### 할 일:
아래 줄들을 다시 쓰면서 "pixel coordinates"를 모두 "screen coordinates"(으)로 바꾸세요. 나머지 부분은 그대로 두세요.

● ● ● ● ●

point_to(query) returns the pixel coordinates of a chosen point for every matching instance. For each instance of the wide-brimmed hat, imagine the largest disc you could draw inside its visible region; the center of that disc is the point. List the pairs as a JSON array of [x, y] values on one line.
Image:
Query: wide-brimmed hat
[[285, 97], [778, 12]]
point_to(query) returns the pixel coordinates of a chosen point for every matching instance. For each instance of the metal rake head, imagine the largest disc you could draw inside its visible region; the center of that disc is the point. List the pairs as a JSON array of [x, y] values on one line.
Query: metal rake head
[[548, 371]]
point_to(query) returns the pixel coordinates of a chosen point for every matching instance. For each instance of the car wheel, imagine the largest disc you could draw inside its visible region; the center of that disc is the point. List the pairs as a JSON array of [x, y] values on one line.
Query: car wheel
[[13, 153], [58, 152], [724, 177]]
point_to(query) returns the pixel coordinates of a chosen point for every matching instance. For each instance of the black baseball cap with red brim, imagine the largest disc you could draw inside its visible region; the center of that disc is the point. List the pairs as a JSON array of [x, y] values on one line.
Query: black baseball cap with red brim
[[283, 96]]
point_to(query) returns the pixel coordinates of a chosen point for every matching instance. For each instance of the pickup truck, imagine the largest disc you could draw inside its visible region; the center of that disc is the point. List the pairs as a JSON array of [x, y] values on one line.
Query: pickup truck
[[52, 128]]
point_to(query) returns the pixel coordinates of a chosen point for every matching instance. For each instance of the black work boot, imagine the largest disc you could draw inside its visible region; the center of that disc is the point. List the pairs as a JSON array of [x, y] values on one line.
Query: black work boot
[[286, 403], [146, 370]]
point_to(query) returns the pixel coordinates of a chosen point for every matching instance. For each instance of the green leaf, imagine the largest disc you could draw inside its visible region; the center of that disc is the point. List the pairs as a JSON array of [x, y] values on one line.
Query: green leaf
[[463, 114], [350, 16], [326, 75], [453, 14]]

● ● ● ● ●

### 완성된 연습:
point_to(query) returns the screen coordinates of a chosen point for every matching instance. For each instance of the wide-brimmed hat, imagine the largest disc you could draw inside its visible region; the center of that disc is the point. List the pairs as a JSON array of [x, y] values on one line.
Image:
Query: wide-brimmed hat
[[285, 97], [778, 12]]
point_to(query) returns the screen coordinates of a chosen point for every matching instance. For each instance of the metal rake head, imagine the largest disc you could draw inside its visible region; the center of that disc is the point. List the pairs as a JSON array of [x, y] values on one line.
Query: metal rake head
[[548, 371]]
point_to(query) returns the screen coordinates of a chosen point for every matching instance. For each instance of the car wheel, imagine the largest disc you could draw inside its visible region; the center of that disc is the point. List the pairs as a JSON array of [x, y] values on one line.
Query: car wheel
[[13, 153], [58, 152], [724, 177]]
point_to(query) returns the screen coordinates of a chosen point for every matching instance. For each instance of the black baseball cap with red brim, imagine the largest disc you could draw inside its visible region; the center of that disc is the point. List the pairs as a JSON array of [x, y] values on one line.
Query: black baseball cap with red brim
[[283, 96]]
point_to(query) returns the screen coordinates of a chosen point for every matching instance. For each instance of the pickup truck, imagine the largest disc you could draw inside its visible region; the center of that disc is the point. List the pairs as a JSON array of [x, y] values on one line.
Query: pickup truck
[[52, 128]]
point_to(query) returns the screen coordinates of a chosen point for every matching instance. For each instance of the black work boot, imagine the largest disc you could draw inside its visible region; the center of that disc is the point. List the pairs as a JSON array of [x, y] values on one line.
Query: black work boot
[[286, 403], [146, 370]]
point_to(query) returns the screen coordinates of a chosen point for every matching instance. For each instance of the green leaf, imagine the largest disc you could draw inside its visible region; the center of that disc is the point. List the pairs as a JSON array of [x, y] values on one line.
Query: green leaf
[[463, 114], [350, 16], [326, 75], [453, 14]]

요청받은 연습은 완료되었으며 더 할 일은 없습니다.